• _Dataset extract_:
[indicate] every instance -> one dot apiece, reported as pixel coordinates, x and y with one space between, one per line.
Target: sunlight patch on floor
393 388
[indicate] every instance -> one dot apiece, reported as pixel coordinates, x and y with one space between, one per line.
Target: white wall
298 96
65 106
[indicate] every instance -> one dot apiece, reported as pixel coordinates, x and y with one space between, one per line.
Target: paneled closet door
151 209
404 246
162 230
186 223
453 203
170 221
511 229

* * *

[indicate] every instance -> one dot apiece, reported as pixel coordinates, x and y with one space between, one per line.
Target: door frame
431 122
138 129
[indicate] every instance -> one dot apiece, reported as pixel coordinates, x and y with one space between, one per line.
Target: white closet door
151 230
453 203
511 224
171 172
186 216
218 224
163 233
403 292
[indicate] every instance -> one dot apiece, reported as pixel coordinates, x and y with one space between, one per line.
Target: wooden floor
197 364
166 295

--

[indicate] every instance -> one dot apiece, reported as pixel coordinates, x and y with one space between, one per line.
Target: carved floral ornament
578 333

• _Problem details_:
Extract every line of the records that contains the string "door", matching case exactly.

• _Task solution_:
Target: paneled closet door
Target: door frame
Target: white closet door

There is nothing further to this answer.